■ EXERCISE ■
Rewrite the data below with every instance of "white" changed to "silver". Leave everything else unchanged.
[start of EXERCISE DATA]
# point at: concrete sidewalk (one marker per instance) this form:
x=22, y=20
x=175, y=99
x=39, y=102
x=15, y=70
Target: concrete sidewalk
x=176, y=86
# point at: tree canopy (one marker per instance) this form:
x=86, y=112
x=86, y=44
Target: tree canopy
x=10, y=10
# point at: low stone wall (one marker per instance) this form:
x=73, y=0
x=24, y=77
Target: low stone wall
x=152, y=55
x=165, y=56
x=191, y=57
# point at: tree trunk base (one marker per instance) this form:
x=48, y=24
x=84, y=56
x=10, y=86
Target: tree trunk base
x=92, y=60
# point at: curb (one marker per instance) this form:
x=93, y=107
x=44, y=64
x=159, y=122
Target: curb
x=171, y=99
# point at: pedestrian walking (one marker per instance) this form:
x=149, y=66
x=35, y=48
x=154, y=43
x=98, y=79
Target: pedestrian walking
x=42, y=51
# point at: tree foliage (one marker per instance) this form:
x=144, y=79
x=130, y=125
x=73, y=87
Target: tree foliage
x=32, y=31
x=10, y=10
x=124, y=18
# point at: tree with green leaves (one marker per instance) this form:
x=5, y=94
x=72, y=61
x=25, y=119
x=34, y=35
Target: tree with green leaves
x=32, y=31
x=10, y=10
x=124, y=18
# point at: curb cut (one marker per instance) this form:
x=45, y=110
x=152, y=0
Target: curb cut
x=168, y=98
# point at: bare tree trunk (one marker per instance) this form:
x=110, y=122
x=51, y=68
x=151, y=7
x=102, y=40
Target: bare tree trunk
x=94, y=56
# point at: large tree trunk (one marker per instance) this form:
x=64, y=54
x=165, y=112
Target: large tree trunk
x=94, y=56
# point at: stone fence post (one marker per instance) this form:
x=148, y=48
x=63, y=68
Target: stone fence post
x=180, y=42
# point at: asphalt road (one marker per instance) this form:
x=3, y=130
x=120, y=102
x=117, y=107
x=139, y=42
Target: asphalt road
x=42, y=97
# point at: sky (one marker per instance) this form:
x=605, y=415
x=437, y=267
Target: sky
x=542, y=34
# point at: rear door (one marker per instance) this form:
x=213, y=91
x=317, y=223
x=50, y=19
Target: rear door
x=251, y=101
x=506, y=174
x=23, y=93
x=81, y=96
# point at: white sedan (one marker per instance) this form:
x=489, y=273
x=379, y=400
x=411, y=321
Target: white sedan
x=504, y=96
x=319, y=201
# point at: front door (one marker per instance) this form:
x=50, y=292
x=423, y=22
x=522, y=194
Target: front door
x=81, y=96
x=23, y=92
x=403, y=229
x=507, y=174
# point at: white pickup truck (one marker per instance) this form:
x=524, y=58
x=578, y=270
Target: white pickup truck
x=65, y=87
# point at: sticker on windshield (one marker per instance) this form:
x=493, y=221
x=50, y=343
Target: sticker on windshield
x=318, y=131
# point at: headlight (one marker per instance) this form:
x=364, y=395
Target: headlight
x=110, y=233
[end of EXERCISE DATA]
■ SOLVED EXERCISE ■
# point at: concrete sidewalk (one marker per instance) this form:
x=22, y=20
x=175, y=99
x=39, y=102
x=15, y=70
Target: concrete sidewalk
x=176, y=86
# point at: tree canopy (one marker per instance) this form:
x=86, y=112
x=86, y=44
Target: tree canopy
x=10, y=10
# point at: low stone wall (one marker per instance) this form:
x=73, y=0
x=24, y=77
Target: low stone wall
x=152, y=55
x=165, y=56
x=191, y=57
# point at: tree trunk base (one marker per instance) this form:
x=48, y=24
x=84, y=56
x=10, y=86
Target: tree trunk base
x=92, y=60
# point at: curb (one marker per instance) this form:
x=93, y=107
x=44, y=64
x=159, y=122
Target: curb
x=171, y=99
# point at: pedestrian walking (one marker per instance) this form:
x=149, y=66
x=35, y=48
x=154, y=43
x=98, y=79
Target: pedestrian walking
x=42, y=51
# point at: tree foliage (one marker per instance) this form:
x=144, y=79
x=130, y=125
x=73, y=87
Target: tree foliage
x=32, y=31
x=10, y=10
x=124, y=18
# point at: tree with green leaves (one marker per instance) this form:
x=5, y=94
x=72, y=61
x=25, y=119
x=34, y=35
Target: tree with green leaves
x=32, y=31
x=10, y=10
x=124, y=18
# point at: curb cut (one marker per instance) this form:
x=45, y=110
x=152, y=0
Target: curb cut
x=168, y=98
# point at: bare tree trunk (one marker per instance) this form:
x=110, y=122
x=51, y=68
x=151, y=7
x=102, y=40
Target: bare tree trunk
x=94, y=56
# point at: large tree trunk (one marker per instance) this form:
x=64, y=54
x=165, y=112
Target: large tree trunk
x=94, y=56
# point at: stone fence post (one marker per instance) this form:
x=148, y=48
x=63, y=68
Target: stone fence post
x=180, y=42
# point at: asphalt road (one marker per instance) this form:
x=3, y=130
x=120, y=102
x=117, y=107
x=139, y=42
Target: asphalt road
x=42, y=97
# point at: sky (one marker per instance) this form:
x=605, y=415
x=437, y=267
Target: sky
x=542, y=34
# point at: rear door (one marker per instance) this form:
x=213, y=91
x=317, y=223
x=50, y=19
Target: rear door
x=251, y=101
x=506, y=174
x=23, y=93
x=81, y=96
# point at: silver sedan (one marker per instance) this form:
x=489, y=273
x=379, y=400
x=411, y=321
Target: silver sedan
x=504, y=96
x=319, y=201
# point at: front door (one marker per instance) this form:
x=50, y=292
x=423, y=22
x=522, y=194
Target: front door
x=81, y=96
x=23, y=92
x=403, y=229
x=507, y=174
# point at: silver pickup truck (one marker per instance) this form:
x=524, y=58
x=578, y=270
Target: silver pickup truck
x=65, y=87
# point at: sticker on windshield (one marker per instance) this form:
x=493, y=221
x=50, y=343
Target: sticker on windshield
x=318, y=131
# point at: headlight (one marker per instance) this form:
x=364, y=395
Target: headlight
x=110, y=233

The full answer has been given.